Set task:
Reproduce all of the data below word for word, keeping every line as it is.

Listed records:
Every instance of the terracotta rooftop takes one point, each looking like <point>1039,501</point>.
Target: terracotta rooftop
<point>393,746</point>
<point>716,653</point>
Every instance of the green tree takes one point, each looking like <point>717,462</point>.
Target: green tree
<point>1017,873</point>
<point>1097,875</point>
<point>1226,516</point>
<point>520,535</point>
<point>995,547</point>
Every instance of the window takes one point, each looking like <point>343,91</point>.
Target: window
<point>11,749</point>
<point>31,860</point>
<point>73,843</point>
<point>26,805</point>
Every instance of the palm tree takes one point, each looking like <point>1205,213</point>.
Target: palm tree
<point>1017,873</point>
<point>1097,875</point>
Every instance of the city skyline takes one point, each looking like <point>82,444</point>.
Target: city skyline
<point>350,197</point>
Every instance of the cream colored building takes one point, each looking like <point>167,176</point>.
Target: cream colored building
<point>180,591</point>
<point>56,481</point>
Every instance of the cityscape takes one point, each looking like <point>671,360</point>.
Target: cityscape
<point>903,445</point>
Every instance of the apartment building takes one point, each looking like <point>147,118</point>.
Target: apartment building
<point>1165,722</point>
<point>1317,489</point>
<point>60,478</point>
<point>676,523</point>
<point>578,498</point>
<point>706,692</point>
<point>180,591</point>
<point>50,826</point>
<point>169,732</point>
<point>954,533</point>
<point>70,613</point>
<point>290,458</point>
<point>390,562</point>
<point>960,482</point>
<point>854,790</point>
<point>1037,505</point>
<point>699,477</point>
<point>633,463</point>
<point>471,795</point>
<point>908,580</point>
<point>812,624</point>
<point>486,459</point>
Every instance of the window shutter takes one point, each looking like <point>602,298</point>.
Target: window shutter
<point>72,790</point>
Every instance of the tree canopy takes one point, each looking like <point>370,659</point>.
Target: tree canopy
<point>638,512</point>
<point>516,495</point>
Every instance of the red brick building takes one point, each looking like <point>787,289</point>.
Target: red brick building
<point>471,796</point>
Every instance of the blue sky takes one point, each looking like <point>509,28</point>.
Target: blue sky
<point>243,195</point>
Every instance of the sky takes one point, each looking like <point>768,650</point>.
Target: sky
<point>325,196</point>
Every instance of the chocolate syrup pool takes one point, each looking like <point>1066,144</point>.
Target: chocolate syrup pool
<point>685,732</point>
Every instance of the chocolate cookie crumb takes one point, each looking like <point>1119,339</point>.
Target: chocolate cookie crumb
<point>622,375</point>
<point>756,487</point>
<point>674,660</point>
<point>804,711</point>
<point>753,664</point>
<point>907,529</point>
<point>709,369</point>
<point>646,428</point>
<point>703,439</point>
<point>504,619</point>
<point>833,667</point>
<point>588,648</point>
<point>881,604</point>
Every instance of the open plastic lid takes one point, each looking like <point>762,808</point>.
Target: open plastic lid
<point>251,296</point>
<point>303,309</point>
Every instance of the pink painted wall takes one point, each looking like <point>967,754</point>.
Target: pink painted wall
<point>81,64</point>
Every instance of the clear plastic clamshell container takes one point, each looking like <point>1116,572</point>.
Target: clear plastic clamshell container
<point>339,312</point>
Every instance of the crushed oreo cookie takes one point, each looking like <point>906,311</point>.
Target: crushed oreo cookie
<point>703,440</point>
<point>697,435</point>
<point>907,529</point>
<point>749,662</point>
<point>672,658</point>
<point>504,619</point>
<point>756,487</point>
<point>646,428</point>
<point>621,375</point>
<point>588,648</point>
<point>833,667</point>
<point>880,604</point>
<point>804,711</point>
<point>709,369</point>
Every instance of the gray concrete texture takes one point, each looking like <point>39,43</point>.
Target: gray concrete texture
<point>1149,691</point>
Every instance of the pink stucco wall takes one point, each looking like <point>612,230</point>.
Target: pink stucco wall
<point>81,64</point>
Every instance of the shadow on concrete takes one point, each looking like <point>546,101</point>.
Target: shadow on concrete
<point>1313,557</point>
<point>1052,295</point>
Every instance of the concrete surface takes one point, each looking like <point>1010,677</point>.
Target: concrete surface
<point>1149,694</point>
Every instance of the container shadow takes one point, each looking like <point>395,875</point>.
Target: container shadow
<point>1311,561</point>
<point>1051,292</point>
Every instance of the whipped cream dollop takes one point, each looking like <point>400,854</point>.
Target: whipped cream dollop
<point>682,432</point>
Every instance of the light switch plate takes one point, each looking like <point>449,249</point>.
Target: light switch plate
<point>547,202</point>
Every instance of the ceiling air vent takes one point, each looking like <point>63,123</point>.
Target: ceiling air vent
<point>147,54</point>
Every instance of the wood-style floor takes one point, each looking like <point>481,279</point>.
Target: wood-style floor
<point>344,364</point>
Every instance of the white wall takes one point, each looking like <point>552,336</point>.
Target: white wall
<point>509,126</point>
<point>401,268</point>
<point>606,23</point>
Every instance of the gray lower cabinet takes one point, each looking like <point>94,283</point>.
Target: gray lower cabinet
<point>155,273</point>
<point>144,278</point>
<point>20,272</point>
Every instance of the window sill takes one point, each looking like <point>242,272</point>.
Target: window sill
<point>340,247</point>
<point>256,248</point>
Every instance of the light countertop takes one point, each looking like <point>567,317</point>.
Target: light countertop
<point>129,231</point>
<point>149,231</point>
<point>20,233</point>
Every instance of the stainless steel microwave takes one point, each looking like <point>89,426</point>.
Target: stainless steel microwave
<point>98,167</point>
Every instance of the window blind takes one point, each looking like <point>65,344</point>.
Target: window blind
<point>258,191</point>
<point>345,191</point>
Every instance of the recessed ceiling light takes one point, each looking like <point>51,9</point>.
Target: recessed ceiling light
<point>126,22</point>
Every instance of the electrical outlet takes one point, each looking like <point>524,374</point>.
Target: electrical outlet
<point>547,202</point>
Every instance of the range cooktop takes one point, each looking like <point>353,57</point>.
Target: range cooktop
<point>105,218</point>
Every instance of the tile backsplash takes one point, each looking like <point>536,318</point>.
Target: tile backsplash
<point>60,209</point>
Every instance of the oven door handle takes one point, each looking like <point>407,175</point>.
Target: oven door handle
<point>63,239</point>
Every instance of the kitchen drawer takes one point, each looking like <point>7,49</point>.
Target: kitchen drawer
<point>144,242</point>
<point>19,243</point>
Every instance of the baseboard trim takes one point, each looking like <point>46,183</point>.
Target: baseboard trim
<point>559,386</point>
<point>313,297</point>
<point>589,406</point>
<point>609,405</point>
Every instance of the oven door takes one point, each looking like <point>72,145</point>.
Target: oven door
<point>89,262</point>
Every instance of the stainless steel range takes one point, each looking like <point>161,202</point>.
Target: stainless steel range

Answer:
Every instance of the terracotta rooftop takes one point, each looking like <point>1039,501</point>.
Target: terracotta rooftop
<point>393,746</point>
<point>716,653</point>
Every instance of the green tree takes one point, each looking like <point>717,462</point>.
Target: green tree
<point>1017,873</point>
<point>1097,875</point>
<point>1226,516</point>
<point>520,535</point>
<point>995,547</point>
Every instance of the window takes one point, each looking like <point>343,91</point>.
Target: window
<point>11,749</point>
<point>31,860</point>
<point>73,843</point>
<point>26,805</point>
Every instance of the palm tree takes one point, each looking like <point>1205,213</point>.
Target: palm tree
<point>1017,873</point>
<point>1097,875</point>
Every instance of the city skyline takes one point, each looking like <point>82,444</point>.
Target: city skyline
<point>350,197</point>
Every instance of the cream colored building takes one point, each looking like <point>167,176</point>.
Target: cream colored building
<point>180,591</point>
<point>56,481</point>
Every instance of the cityscape takes one point, each looking like <point>671,360</point>.
Target: cityscape
<point>903,445</point>
Every instance of the apartment building takes one point, each looking like <point>147,118</point>.
Target: apartment building
<point>1165,722</point>
<point>1317,489</point>
<point>60,478</point>
<point>676,523</point>
<point>578,498</point>
<point>706,692</point>
<point>180,591</point>
<point>50,826</point>
<point>169,732</point>
<point>954,533</point>
<point>70,613</point>
<point>290,458</point>
<point>390,562</point>
<point>960,482</point>
<point>854,790</point>
<point>1037,505</point>
<point>699,477</point>
<point>633,463</point>
<point>471,795</point>
<point>908,580</point>
<point>812,624</point>
<point>486,459</point>
Every instance of the window shutter takes one point, each looking like <point>602,298</point>.
Target: window shutter
<point>72,790</point>
Every instance of the tree canopy takes one point, each looking like <point>370,659</point>.
Target: tree canopy
<point>638,512</point>
<point>516,495</point>
Every instance of the red brick building takes one point, each looking like <point>787,289</point>.
Target: red brick building
<point>471,796</point>
Every instance of the blue sky takes one point, each looking like <point>509,28</point>.
Target: blue sky
<point>243,195</point>
Every instance of the sky takes one point, each looking like <point>768,650</point>.
Target: sky
<point>325,196</point>
Every instance of the chocolate syrup pool takes one point, each looking like <point>1066,144</point>.
Target: chocolate syrup pool
<point>685,732</point>
Every instance of the chocolate cookie crumb takes one point, each looking like <point>1119,339</point>.
Target: chocolate cookie crumb
<point>622,375</point>
<point>756,487</point>
<point>674,660</point>
<point>804,711</point>
<point>753,664</point>
<point>907,529</point>
<point>709,369</point>
<point>646,428</point>
<point>703,439</point>
<point>504,619</point>
<point>833,667</point>
<point>588,648</point>
<point>881,604</point>
Every instance of the open plastic lid takes one point, each looking like <point>762,808</point>.
Target: open plastic lid
<point>251,296</point>
<point>303,309</point>
Every instance of the pink painted wall takes one point, each looking like <point>967,754</point>.
Target: pink painted wall
<point>81,64</point>
Every instance of the clear plastic clamshell container takes one point, each looking like <point>1116,572</point>.
Target: clear plastic clamshell container
<point>339,312</point>
Every instance of the crushed oreo cookie takes one point, each looking like <point>906,311</point>.
Target: crushed oreo cookie
<point>703,440</point>
<point>697,435</point>
<point>907,529</point>
<point>749,662</point>
<point>672,658</point>
<point>504,619</point>
<point>756,487</point>
<point>646,428</point>
<point>621,375</point>
<point>588,648</point>
<point>833,667</point>
<point>880,604</point>
<point>804,711</point>
<point>709,369</point>
Every instance of the gray concrete texture takes one point, each looking like <point>39,43</point>.
Target: gray concrete texture
<point>1149,691</point>
Every instance of the pink stucco wall takes one point, each looking like <point>612,230</point>.
Target: pink stucco wall
<point>81,64</point>
Every instance of the shadow on concrete takes one point, each looking like <point>546,101</point>.
Target: shadow on concrete
<point>1313,557</point>
<point>1052,295</point>
Every instance of the concrete surface takes one point, each looking like <point>1010,677</point>.
Target: concrete surface
<point>1149,694</point>
Every instance of the container shadow takes one point, each looking like <point>395,875</point>.
Target: container shadow
<point>1311,561</point>
<point>1051,292</point>
Every instance of the whipped cream dollop takes one point, each looking like <point>400,854</point>.
Target: whipped cream dollop
<point>682,432</point>
Every instance of the light switch plate takes one point, each looking like <point>449,249</point>.
Target: light switch plate
<point>547,202</point>
Every instance of the ceiling air vent takes one point, each looking like <point>63,123</point>.
Target: ceiling air vent
<point>147,54</point>
Every instance of the wood-style floor takes one point, each looking like <point>481,279</point>.
Target: wood-style floor
<point>344,364</point>
Every instance of the white wall takes one point, each looking like <point>552,336</point>.
Target: white wall
<point>509,126</point>
<point>401,268</point>
<point>606,23</point>
Every instance of the gray lower cabinet takes one point, each looking like <point>94,283</point>.
Target: gray lower cabinet
<point>155,273</point>
<point>144,278</point>
<point>20,272</point>
Every instance of the window sill takes one point, each looking like <point>242,272</point>.
Target: window sill
<point>340,247</point>
<point>256,248</point>
Every instance of the light countertop takes one point, each looking like <point>567,317</point>.
Target: light countertop
<point>129,231</point>
<point>149,231</point>
<point>20,233</point>
Every instance of the stainless steel microwave takes one point, each looking like <point>89,426</point>.
Target: stainless steel microwave
<point>98,167</point>
Every instance of the window blind takes one point, each looking like <point>65,344</point>.
Target: window blind
<point>258,191</point>
<point>345,191</point>
Every instance of the recessed ceiling light takes one point, each looking like <point>51,9</point>.
Target: recessed ceiling light
<point>126,22</point>
Every instance of the electrical outlet takes one point, each looking like <point>524,374</point>.
Target: electrical outlet
<point>547,202</point>
Every instance of the range cooktop takes one point, each looking like <point>353,57</point>.
Target: range cooktop
<point>105,218</point>
Every instance of the tile backsplash takes one point, each looking like <point>536,318</point>.
Target: tile backsplash
<point>60,209</point>
Every instance of the oven door handle takes one point, each looking like <point>407,175</point>.
Target: oven door handle
<point>63,239</point>
Every instance of the kitchen drawer takes one point, each looking like <point>7,49</point>.
Target: kitchen drawer
<point>144,242</point>
<point>19,243</point>
Every instance of the baseboard trim takes one point, each looking like <point>46,183</point>.
Target: baseboard trim
<point>559,386</point>
<point>313,297</point>
<point>589,406</point>
<point>609,405</point>
Every instance of the oven door takes one point, each looking like <point>72,145</point>.
Target: oven door
<point>89,262</point>
Every instance of the stainless steel range takes one point, each looking like <point>161,202</point>.
Target: stainless steel range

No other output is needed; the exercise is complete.